* START *

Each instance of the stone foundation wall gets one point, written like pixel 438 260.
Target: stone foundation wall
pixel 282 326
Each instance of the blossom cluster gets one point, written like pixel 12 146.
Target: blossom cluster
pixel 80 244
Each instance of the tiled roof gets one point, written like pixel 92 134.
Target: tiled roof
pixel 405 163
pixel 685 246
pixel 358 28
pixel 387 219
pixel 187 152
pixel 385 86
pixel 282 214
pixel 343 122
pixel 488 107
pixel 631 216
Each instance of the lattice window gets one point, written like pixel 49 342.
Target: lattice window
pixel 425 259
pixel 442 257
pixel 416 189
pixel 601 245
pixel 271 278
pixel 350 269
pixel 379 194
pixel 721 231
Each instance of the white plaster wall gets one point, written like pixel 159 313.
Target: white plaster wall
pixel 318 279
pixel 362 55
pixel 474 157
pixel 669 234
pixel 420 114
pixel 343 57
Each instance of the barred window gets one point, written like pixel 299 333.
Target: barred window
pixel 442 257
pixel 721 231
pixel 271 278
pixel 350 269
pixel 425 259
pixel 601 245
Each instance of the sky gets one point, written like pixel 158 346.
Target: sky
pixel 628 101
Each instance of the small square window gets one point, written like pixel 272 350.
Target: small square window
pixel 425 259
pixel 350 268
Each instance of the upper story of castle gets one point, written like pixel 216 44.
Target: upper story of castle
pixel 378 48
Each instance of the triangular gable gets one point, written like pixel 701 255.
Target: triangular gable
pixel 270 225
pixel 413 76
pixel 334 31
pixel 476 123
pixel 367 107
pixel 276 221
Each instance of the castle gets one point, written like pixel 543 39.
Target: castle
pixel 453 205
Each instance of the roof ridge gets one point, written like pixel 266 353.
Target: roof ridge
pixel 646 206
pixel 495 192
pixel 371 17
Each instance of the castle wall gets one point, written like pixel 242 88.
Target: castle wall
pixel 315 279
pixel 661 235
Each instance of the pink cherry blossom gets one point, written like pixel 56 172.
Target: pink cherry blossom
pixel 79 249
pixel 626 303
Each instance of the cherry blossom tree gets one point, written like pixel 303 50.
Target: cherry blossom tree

* END *

Copy out the lines of the listing above word for word, starting at the line containing "Each instance of the roof" and ending at the line containing "pixel 661 235".

Each instance of the roof ridge gets one point, written like pixel 266 353.
Target: roof ridge
pixel 646 206
pixel 495 192
pixel 371 17
Each instance of the castle wall gets one point, written like pixel 242 88.
Target: castle wall
pixel 315 279
pixel 661 235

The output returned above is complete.